* _DO THIS_
Print the following lines word for word, leaving out the pictures.

## Start

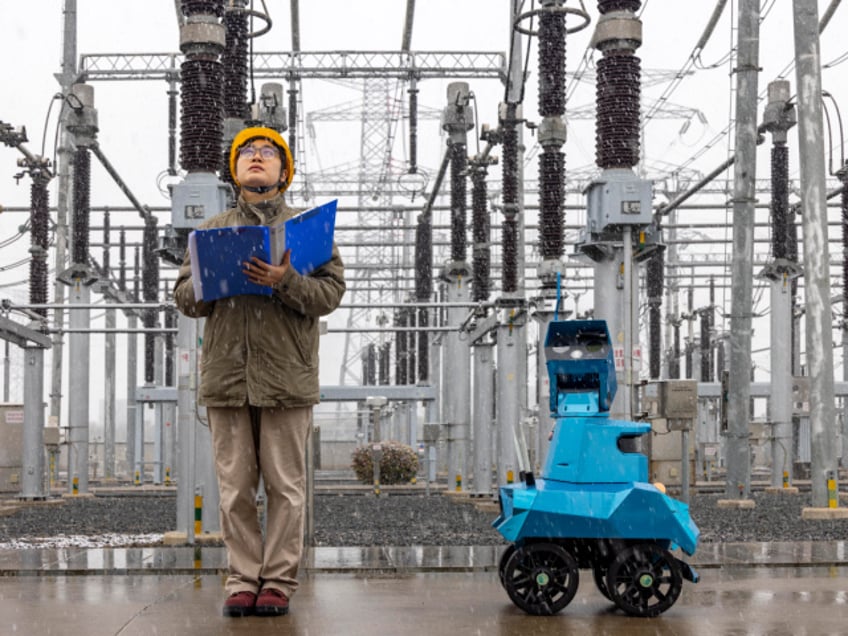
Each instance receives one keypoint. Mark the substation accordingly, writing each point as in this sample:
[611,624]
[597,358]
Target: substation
[463,232]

## End

* _WRITTEN SOLUTION_
Each instance receives one keypoint. Mark the substation accordingly, writing each point as in this sample:
[611,624]
[597,358]
Target: substation
[463,232]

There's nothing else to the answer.